## Requirement A
According to the forum post about Skilled Group, what share of revenue came from mining in the 2013 half-year presentation?
## Requirement B
Write the next few sentences of the forum post about Skilled Group, picking up after its final sentence.
(Source extract Opens)
As McLovin said SKE is generally thought of as a labour hire outfit providing labour solutions to a wide range of industries. They are the market leader in the segment with our 11% market share. Their brand-name comes with a good reputation for safety and flexible solutions.  PRG is also in a similar space if you know them. 

From the 2013 half-year presentation revenue is split as follows:

Mining 28%
Oil & Gas 26%

The rest is spread across infrastructure, telecommunicaitons, government, auto & defence, transport, health and a few other industries.

Skilled Group generally focusses on longer-term infrastructure contracts (with allows it to maintain relationships with both its workforce and its clients).  In the mining sector they generally focus on operational contracts  (ie.  the main driver of their business is commodity volume which is still ramping up in Australia), as long as the mines are still digging up materials then they need to run.  50% of clients have 2-5 year contracts, 18% have 5+ years.

This is a low margin business which relies on volume of employees rather than premium pricing.  As I remarked previously this is a low-fixed cost business with high operational leverage (asset turnover is consistently over 5 times) and very low capital intensity (ROIC averaging 50%+).  It's very scalable and can be tuned to the economic conditions fairly quickly.  Their biggest expense is employee / labour costs.  These generally come in very close to 87% and have gone no higher than 88.5% over the last few years.  As this company has had a capital structure transformation over the past few years it is best to look at its operating margins rather than its EBIT margins (interest expenses and indeed tax rate has fluctuated wildly and distorts the picture).   SKE's operating margin 5% over the past 10 years  (give or take a few fractions of a percentage point).   This mirrors from what we should expect from a business with high variable cost control.
(Source extract Closes)
(Dataset Opens)
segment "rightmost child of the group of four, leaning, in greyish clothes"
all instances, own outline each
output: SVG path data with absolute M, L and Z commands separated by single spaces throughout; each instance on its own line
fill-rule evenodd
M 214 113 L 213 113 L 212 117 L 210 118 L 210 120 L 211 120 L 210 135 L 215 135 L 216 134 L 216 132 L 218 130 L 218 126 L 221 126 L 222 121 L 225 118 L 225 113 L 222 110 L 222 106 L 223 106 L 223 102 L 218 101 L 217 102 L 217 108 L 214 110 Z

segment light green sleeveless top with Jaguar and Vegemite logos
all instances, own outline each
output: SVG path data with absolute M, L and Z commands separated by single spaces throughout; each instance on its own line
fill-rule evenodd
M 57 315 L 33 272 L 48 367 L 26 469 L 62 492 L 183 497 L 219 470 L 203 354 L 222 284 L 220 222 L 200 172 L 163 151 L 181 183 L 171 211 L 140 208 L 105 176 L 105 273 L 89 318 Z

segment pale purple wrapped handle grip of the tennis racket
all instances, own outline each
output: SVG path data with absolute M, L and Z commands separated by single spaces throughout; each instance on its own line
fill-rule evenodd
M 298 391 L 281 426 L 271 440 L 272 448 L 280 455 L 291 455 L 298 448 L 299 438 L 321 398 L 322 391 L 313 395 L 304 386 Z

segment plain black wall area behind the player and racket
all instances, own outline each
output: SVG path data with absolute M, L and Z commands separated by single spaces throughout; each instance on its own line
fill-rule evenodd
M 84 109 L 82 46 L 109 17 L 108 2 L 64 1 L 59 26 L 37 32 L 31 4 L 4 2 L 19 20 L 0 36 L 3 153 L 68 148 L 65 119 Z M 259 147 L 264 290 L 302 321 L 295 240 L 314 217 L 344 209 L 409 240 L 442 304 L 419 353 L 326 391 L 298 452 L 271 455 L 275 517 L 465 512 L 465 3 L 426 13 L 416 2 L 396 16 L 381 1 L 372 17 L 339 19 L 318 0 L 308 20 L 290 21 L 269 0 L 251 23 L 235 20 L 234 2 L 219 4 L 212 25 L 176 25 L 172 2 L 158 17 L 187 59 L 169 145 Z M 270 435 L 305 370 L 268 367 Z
(Dataset Closes)
## Answer space A
28%

## Answer space B
They have been in the midst of a capital and cost base structure transformation since the strategy reviews of 2010.  They're trimming the fat after years of acquisition binges by the previous management.  Debt has reduced significantly and internal costings have decreased and still are.   Without any top-line growth since 2008 the bottom line growth has increased significantly.  The company has and continues to control most of their profitability growth through astute cost management and debt reduction despite the prevailing softness in the labour markets to which they are exposed.

If I am correct about SKE's competitive position and their cost controls  I would forsee that in a major downturn some of their lessor competitors may find the going tough and there will be a large potential for the bigger fish like SKE (who have strong balance sheets to weather the downturn) to grow organically by gaining market share.  There is nothing stronger than a competitive advantage in weak market conditions.



			
				skc said:
			
		

> You do what you need to do to satisfy yourself... happy either way if you wish to share your finding or keep it to yourself. Although I always find that articulating the answer in writing helps you structure your thinking and potentially reach a more logical conslusion.



Yep,  completely agree with the benefits of articulating your thoughts in writing - especially to others.


----------



## VSntchr (16 June 2013)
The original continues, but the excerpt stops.